Hommage à Philip Roth (5) : Le rabaissement
Le rabaissement (The humbling), trad. de l'anglais (USA) par Marie-Claire Pasquier, décembre 2011, 122 p. 13,90 €
Ecrivain(s): Philip Roth Edition: Folio (Gallimard)
Un livre de Philip Roth n’est jamais un livre parmi ses autres livres. C’est un polygone de plus dans la toile tissée par le maître, une pièce de plus placée dans le puzzle – l’unique puzzle – bâti, pièce après pièce, depuis des décennies. Avec, comme tous les grands obsessionnels que sont toujours les grands écrivains, des thèmes récurrents, des « idées fixes » : ici, dans « le rabaissement », celui probablement qui domine l’œuvre de Roth, la boucle fatale du corps. Autour de l’Arc d’Héraclite : « l’Arc porte le nom de vie, mais son œuvre c’est la mort ».

§ Consigne:
Donnez la suite de l'article consacré au Rabaissement de Philip Roth, en reprenant après la citation sur l'Arc d'Héraclite. Les enregistrements n'interviennent en rien dans cet exercice.

(Étiquettes de points d'objets)
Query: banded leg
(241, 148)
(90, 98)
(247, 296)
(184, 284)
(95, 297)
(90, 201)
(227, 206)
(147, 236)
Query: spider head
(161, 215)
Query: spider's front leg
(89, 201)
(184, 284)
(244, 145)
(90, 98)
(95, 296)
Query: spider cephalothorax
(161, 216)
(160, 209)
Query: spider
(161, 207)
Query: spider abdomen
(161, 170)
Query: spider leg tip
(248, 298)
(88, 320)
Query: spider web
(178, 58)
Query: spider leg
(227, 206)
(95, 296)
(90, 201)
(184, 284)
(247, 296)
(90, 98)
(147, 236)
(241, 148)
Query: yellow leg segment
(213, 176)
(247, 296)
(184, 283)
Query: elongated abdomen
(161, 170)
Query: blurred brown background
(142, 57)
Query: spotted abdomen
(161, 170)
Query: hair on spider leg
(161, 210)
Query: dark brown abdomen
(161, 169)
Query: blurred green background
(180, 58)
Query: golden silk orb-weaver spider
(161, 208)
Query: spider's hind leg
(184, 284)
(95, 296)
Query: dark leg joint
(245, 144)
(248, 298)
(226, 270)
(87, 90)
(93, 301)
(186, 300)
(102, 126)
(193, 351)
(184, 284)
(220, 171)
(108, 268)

§ Réponse:
Aussi « ne pas aimer » un livre de Roth, ou trouver – ça s’est lu à propos de « le rabaissement » - que « c’est un livre moins fort que les autres », c’est simplement passer à côté du projet, de la vie, de la passion littéraire de Roth. C’est aussi et surtout passer à côté de l’unicité d’une entreprise esthétique. Dans un tableau de maître, on ne trouve pas que le coin en bas à gauche est plus faible que le reste : le tableau est un discours indissociable, indivisible. Il en est de même de l’œuvre de Philip Roth : chaque élément constitue le sens esthétique de l’œuvre entière. Chaque élément est synecdoque.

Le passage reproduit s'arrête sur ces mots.